TASKS TO COMPLETE:
1. From the excerpt on PhD setbacks, extract the passage between "His first mistake" and "15, 121–132; 2014).", inclusive.
2. In the excerpt on PhD setbacks, how long did Sudbery's thesis examination last?
3. List every university named in the excerpt on PhD setbacks.

Halfway through his PhD research at the University of Cambridge, UK, Ian Sudbery, now a bioinformatician at the University of Sheffield, UK, realized that his project was “crap”. While performing a big analysis on data that he had generated while searching the genome for a type of RNA that silences harmful genes, he encountered a major flaw in his experimental design. He didn’t have enough depth of sequencing — meaning that he couldn’t sequence and analyse the genome enough times — to detect rare interfering RNAs. “It changed everything,” he says.
His first mistake was pretending that the analysis never happened, and that his research project was on track. Eventually, Sudbery scraped together enough data to shape into a thesis. His examination, he says, was “fairly rough”. It lasted 5.5 hours, and his committee ruled that his thesis would need major revisions. As he worked around this roadblock, Sudbery kept getting sidetracked by his problematic analysis and why depth of sequencing was so important for understanding -interfering-RNA function. In 2014, seven years after he finished his PhD, he published a paper on the topic that has become his most cited article (D. Sims et al. Nature Rev. Genet. 15, 121–132; 2014).
Stoehr found that his committee’s advice about his failure ultimately led to a top paper (A. M. Stoehr and H. Kokko Behav. Ecol. 17, 751–756; 2006). After he took a few weeks to process what had happened, conversations with his advisers revealed that formal mathematical modelling of some of his hypotheses would set up the rest of his experiments more effectively. In the process, Stoehr built collaborations with scientists outside his institution. These researchers became key teammates as he finished his PhD in ecology and launched his own lab at Butler University in Indianapolis, Indiana.
And sometimes a setback can give researchers a springboard to leap into a satisfying career path. When Thompson became a new parent, a colleague told her that she could teach at a community college with a master’s degree. She had found the solution she was looking for — and never looked back.

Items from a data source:

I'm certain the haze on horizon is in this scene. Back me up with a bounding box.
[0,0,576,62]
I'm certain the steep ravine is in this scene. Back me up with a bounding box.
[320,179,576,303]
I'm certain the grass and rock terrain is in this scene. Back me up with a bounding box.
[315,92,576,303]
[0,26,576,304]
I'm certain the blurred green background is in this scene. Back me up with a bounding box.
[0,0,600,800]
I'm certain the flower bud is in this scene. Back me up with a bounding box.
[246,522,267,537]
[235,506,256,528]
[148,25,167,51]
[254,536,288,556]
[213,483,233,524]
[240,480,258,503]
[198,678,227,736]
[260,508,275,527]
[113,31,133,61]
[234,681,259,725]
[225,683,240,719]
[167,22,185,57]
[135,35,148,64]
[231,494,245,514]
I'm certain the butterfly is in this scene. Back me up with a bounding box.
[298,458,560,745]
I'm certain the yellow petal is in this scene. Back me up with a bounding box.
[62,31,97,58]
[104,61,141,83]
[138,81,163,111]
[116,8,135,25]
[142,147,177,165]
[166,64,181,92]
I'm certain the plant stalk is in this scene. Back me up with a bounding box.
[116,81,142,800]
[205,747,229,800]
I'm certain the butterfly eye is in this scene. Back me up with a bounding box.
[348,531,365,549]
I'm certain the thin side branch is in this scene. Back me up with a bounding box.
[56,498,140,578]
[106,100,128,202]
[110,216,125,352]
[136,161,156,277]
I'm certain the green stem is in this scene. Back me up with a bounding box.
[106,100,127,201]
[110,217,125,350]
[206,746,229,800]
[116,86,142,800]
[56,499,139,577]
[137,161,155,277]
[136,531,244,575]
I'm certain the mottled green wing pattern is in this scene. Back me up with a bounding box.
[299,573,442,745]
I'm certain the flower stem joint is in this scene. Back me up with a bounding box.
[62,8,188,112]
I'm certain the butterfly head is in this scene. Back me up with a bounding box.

SOLUTIONS PER TASK:
1.
His first mistake was pretending that the analysis never happened, and that his research project was on track. Eventually, Sudbery scraped together enough data to shape into a thesis. His examination, he says, was “fairly rough”. It lasted 5.5 hours, and his committee ruled that his thesis would need major revisions. As he worked around this roadblock, Sudbery kept getting sidetracked by his problematic analysis and why depth of sequencing was so important for understanding -interfering-RNA function. In 2014, seven years after he finished his PhD, he published a paper on the topic that has become his most cited article (D. Sims et al. Nature Rev. Genet. 15, 121–132; 2014).

2. It lasted 5.5 hours.

3.
University of Cambridge
University of Sheffield
Butler University